● Problem details: Using the entries that follow, write out the line containing "Reviewer note: check that each instance of the hazy", the line containing "Target: hazy sky", and every line between them, exactly and nothing else.

● Excerpts from a dataset:
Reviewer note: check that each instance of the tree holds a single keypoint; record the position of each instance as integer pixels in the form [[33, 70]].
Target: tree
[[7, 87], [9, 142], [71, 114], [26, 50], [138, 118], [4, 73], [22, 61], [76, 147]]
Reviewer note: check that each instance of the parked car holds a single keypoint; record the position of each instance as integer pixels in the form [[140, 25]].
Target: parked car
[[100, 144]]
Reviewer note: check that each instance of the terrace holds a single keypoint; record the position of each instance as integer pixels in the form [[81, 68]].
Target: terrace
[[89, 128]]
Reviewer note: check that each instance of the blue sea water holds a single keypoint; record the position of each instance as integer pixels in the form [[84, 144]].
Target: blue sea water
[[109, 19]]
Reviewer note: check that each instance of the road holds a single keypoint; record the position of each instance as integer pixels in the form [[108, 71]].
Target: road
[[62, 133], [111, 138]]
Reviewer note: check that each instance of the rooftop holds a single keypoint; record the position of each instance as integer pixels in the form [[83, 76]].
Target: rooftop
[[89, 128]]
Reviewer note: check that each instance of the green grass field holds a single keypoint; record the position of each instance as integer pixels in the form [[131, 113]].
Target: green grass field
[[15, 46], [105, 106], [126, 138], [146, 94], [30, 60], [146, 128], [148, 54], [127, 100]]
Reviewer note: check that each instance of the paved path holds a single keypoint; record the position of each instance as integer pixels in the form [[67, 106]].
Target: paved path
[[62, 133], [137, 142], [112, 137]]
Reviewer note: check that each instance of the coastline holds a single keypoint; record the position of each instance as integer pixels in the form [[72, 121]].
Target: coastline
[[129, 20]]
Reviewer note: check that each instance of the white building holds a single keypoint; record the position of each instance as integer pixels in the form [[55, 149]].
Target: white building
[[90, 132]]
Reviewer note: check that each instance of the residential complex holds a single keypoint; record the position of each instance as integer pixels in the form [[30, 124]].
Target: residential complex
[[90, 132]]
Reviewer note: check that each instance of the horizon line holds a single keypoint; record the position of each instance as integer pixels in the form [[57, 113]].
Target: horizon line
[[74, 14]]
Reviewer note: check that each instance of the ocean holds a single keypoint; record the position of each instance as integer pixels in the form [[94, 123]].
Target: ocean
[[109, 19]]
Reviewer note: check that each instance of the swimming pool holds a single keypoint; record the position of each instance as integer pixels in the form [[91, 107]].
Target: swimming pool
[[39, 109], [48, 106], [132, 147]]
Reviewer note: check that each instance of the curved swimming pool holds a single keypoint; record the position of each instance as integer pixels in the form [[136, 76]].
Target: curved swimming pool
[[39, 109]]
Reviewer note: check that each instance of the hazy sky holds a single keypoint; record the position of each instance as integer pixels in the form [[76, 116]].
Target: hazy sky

...

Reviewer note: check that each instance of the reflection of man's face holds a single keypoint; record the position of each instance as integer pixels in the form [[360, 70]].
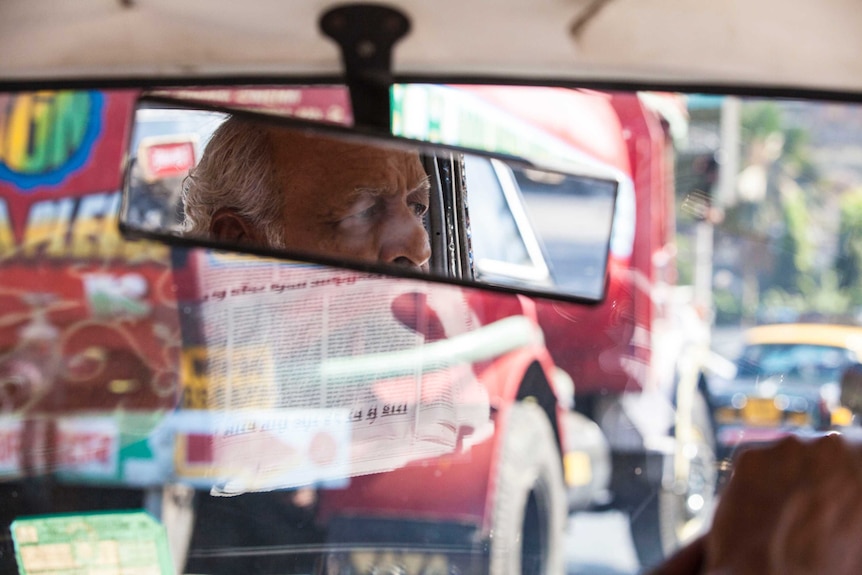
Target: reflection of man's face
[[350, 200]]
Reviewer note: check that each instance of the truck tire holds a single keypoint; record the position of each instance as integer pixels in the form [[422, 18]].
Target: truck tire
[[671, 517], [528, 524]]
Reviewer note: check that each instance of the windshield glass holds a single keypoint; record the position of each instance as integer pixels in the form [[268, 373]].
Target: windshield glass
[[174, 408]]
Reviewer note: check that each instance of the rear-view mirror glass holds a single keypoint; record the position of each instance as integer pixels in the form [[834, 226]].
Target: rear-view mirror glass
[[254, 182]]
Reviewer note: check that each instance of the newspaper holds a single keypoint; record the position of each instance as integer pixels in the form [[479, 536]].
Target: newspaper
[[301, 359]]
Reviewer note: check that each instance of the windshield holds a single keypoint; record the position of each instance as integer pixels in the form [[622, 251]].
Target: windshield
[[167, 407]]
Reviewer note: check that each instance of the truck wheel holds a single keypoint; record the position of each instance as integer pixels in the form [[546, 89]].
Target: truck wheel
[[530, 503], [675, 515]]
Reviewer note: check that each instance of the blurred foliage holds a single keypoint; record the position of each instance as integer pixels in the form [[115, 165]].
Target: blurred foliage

--

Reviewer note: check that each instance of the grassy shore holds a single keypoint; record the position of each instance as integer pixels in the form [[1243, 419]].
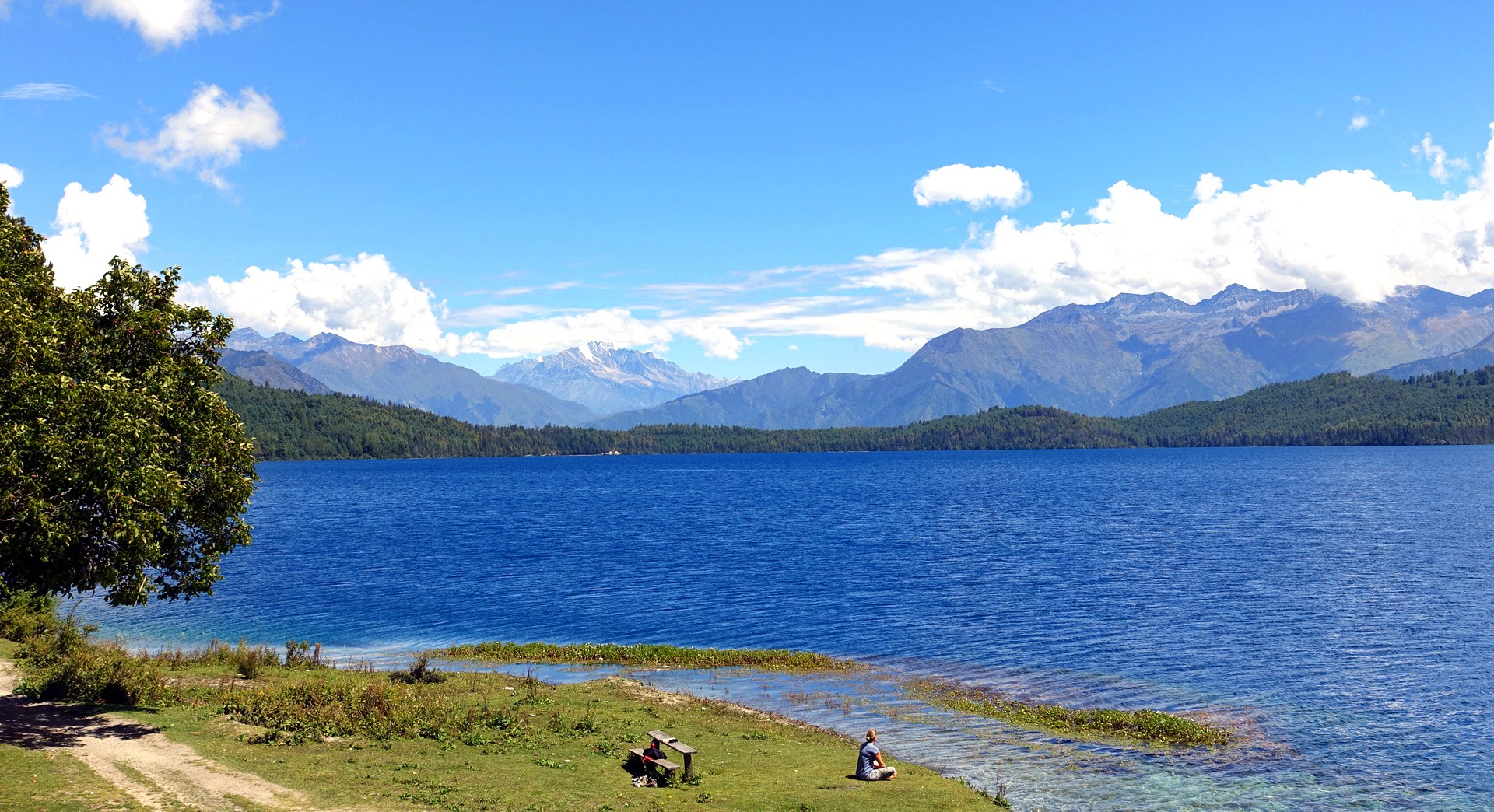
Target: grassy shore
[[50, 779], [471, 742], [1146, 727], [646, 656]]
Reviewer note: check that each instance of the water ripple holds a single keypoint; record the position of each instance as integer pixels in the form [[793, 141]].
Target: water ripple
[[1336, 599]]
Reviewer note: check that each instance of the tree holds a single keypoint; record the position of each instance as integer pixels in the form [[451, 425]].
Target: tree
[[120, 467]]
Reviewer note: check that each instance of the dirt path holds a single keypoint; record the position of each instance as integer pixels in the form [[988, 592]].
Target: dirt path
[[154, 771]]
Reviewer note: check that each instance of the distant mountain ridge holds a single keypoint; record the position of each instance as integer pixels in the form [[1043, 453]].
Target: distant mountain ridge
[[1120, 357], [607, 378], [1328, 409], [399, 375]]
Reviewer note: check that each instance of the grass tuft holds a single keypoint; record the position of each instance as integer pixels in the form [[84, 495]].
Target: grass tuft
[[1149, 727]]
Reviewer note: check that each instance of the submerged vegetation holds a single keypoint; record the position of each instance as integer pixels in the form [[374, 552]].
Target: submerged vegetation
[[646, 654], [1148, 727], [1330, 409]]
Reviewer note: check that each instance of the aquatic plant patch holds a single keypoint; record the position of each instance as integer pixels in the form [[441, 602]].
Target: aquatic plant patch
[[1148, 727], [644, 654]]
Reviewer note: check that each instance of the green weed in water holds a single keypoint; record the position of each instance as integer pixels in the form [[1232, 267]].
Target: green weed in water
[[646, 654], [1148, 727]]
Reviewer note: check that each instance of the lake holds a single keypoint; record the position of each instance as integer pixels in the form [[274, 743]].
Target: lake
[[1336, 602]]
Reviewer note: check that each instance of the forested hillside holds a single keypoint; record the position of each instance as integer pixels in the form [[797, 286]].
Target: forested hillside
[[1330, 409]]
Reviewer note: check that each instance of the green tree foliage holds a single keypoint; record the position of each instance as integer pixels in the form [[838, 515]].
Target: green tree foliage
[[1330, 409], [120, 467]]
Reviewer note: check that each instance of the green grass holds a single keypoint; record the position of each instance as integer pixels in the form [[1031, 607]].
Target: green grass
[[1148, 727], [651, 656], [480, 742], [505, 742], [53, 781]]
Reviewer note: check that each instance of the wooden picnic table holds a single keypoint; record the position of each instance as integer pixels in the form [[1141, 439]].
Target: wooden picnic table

● Task result:
Reviewer note: check that each instance of the hazy sky holds a single keypoint; record the position of each instance as integer pixels in the form [[76, 116]].
Target: hazy sky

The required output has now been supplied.